[TAREAS]
1/ Según el fragmento sobre los comensales del planeta, ¿cuántos asientos tendría Estados Unidos si la mesa se organizara según la cantidad de comida que consumen sus habitantes?
2/ Retoma el fragmento sobre los comensales del planeta justo después de su última oración.

[FRAGMENTO DADO]

La próxima vez que os sentéis a comer, imaginad que hay nueve comensales sentados a vuestra mesa, y que todos juntos representáis a toda la gente del planeta. Organizados por naciones, dos de los comensales son chinos, dos indios y un quinto representa a las demás naciones de Asia del Norte, del Sur y Asia central. La sexta representa a las naciones del Sudeste Asiático y Oceanía. La séptima, al África subsahariana; la octava al resto de África y Oriente Próximo. La novena representa a Europa. La silla que queda, en representación de los países de América del Norte, del Sur y Central, es para vosotros.

Si asignamos los sitios por idioma, sólo los que hablan chino tendrían representante propio. Los hablantes de inglés y español tendrían que conformarse con compartir una silla.

Organizados por religiones[538], tenemos a tres cristianos, dos musulmanes, y tres practicantes del budismo, de religiones tradicionales chinas o hinduistas. Otros dos pertenecen a otras tradiciones religiosas o se identifican como agnósticos. (Mi propia comunidad judía, que es menor que el margen de error del censo chino, ni siquiera podría meter medio trasero en la silla).

Si los colocamos en función de su nutrición, tenemos a una persona hambrienta[539] y a dos obesas. Más de la mitad tienen una dieta[540] básicamente vegetariana, pero ese número se está reduciendo. Los vegetarianos estrictos y los veganos[541] apenas tienen un sitio en la mesa. Y más de la mitad de las veces[542] en que cualquiera de vosotros coma huevos, pollo o cerdo, estos procederán de una granja industrial. Si la tendencia sigue así[543] durante los próximos veinte años, el cordero y la ternera también vendrán de la ganadería industrial.

Estados Unidos casi no tiene derecho a asiento si se organiza la mesa en función de la población, pero tendría entre dos y tres asientos si el criterio fuera la cantidad de comida que consumen sus habitantes. A nadie le gusta comer tanto como a nosotros, y cuando cambiamos lo que comemos, el mundo cambia a su vez.

Me he restringido a plantear sobre todo cómo afecta nuestra elección de comida a la ecología del planeta y a la vida de los animales, pero podría haber dedicado fácilmente el libro entero a la salud pública, los derechos de los trabajadores, el declive de las comunidades rurales o la pobreza global. Todo ello ha quedado profundamente afectado por el sistema de granjas industriales. No es que estas causen todos los problemas del mundo, por supuesto, pero es notable ver cuántos de esos problemas coinciden en ese punto. Y es igualmente notable, y muy improbable, que gente como vosotros y como yo tengamos una influencia real sobre esas granjas. Pero nadie puede dudar en serio de la influencia de Estados Unidos en las prácticas agrícolas globales.

(Entradas de datos guardadas)
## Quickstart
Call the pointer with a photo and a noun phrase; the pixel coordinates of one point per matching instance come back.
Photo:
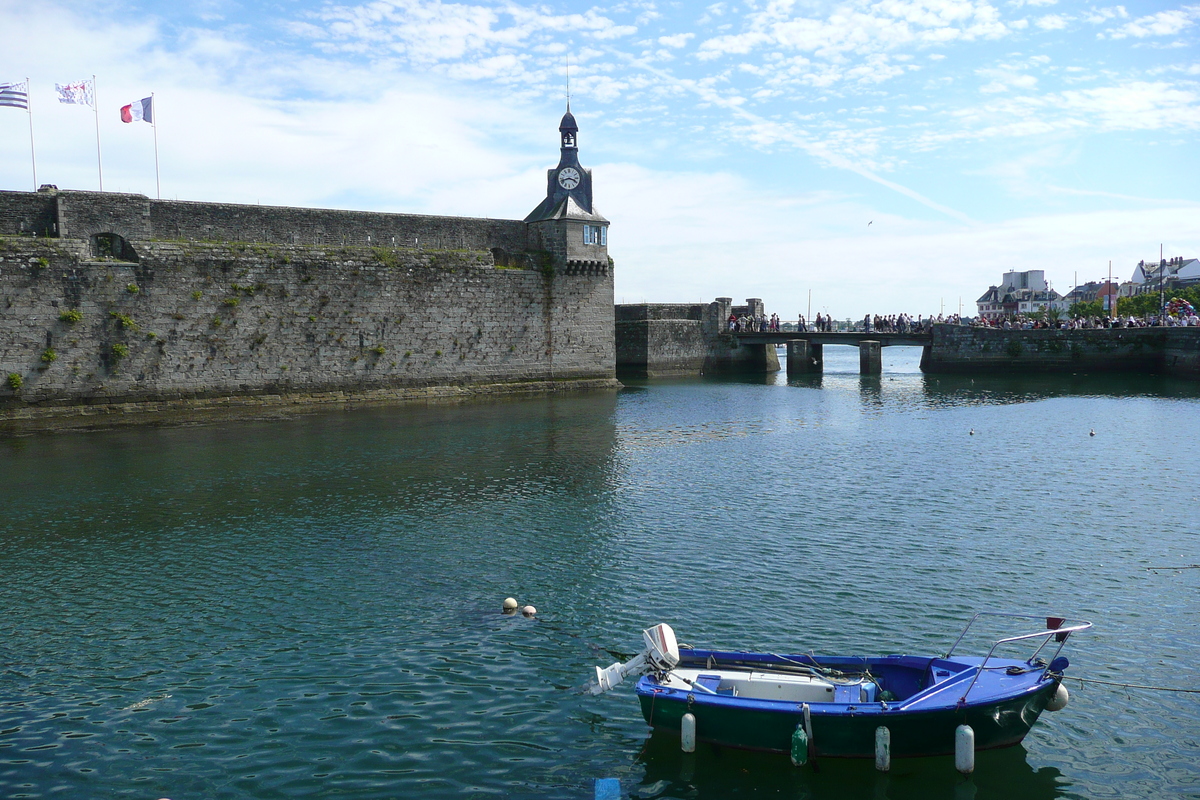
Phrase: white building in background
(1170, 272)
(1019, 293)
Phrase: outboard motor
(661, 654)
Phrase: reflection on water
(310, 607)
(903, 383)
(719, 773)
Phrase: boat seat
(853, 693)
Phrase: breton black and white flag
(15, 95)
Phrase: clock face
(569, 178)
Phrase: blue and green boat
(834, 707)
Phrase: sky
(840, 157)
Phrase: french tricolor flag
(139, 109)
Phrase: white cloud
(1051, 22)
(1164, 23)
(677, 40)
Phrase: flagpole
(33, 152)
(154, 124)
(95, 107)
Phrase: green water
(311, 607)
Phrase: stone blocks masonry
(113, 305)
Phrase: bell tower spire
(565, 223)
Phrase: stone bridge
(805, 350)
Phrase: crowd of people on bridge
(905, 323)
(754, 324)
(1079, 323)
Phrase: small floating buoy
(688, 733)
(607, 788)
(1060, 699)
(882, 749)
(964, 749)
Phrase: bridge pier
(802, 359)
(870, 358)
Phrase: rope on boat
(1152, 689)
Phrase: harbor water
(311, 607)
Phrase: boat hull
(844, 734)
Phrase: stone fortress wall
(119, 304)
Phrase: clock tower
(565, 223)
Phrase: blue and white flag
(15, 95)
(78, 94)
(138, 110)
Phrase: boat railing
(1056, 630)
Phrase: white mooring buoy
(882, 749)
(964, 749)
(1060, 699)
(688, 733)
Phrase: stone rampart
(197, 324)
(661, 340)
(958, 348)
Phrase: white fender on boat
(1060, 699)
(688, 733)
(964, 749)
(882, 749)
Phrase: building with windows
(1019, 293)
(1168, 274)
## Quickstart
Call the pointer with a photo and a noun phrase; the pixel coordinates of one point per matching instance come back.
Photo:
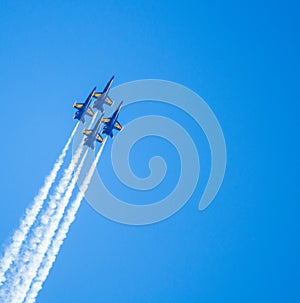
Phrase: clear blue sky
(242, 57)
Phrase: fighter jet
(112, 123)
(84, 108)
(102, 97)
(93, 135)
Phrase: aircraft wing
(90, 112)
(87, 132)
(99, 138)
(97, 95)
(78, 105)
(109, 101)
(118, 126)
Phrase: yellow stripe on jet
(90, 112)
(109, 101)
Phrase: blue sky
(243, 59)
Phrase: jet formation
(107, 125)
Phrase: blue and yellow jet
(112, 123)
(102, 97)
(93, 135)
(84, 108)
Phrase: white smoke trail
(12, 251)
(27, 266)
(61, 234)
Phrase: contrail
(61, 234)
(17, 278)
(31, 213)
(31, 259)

---

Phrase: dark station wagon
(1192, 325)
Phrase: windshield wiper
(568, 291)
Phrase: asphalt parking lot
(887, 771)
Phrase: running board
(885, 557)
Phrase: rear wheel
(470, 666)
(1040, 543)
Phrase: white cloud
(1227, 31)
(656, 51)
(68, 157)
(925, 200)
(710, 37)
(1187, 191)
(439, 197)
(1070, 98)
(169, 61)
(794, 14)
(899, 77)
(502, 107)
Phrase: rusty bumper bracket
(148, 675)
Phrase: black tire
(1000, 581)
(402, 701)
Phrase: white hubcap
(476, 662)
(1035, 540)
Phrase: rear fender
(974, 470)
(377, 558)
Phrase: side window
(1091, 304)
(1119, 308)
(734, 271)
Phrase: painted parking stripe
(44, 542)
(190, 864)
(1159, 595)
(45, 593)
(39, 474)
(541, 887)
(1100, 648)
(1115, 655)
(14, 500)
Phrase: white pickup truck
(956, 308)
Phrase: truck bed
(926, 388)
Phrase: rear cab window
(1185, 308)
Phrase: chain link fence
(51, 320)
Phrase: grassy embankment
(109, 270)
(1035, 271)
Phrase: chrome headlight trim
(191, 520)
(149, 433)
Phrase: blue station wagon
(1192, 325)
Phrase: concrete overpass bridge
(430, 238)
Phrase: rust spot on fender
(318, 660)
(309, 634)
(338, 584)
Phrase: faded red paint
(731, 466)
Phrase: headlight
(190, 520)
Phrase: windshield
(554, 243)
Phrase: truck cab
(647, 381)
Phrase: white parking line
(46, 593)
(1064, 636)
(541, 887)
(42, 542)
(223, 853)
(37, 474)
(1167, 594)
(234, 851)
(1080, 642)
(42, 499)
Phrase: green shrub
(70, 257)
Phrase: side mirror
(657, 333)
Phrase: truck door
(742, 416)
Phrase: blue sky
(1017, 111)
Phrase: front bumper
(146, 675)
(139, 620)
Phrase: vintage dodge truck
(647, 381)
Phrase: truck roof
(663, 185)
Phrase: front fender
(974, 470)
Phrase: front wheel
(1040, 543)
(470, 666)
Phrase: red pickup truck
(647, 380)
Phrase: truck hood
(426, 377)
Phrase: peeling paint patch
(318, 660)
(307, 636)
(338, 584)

[RESPUESTAS POR TAREA]
1/ Entre dos y tres asientos.

2/
Me percato de que me estoy acercando peligrosamente a sugerir ese tópico de que cada persona puede provocar el cambio. La realidad no es tan simple, por supuesto. Como «consumidor solitario», tus decisiones, por sí mismas, no alterarán la industria. Dicho esto, a menos que uno obtenga la comida en secreto y la coma en el retrete, nadie come solo. Comemos siendo hijos e hijas, familias, comunidades, generaciones, naciones y, si me apuráis, el mundo entero. Aunque queramos, no podemos evitar que lo que comemos influya en los otros.

Como os dirá cualquiera que lleve años siendo vegetariano, la influencia que esta simple opción dietética tiene en quienes te rodean puede ser sorprendente. La entidad que representa a los restaurantes de Norteamérica, la Asociación Nacional de Restaurantes, ha aconsejado a todos los restaurantes de la nación que tengan al menos un entrante vegetariano en sus cartas. ¿Por qué? Es fácil: sus propias encuestas indican que más de un tercio de los restauradores[544] han observado un aumento en la demanda de platos veganos. Una de las publicaciones más importantes de la industria, el Nation’s Restaurant News, aconseja a los restaurantes «incorporar platos veganos a la carta[545]. Dichos platos, además de ser más baratos… mitigan también el veto de los vegetarianos. Normalmente, si hay un vegano en un grupo, este decidirá adónde van a comer».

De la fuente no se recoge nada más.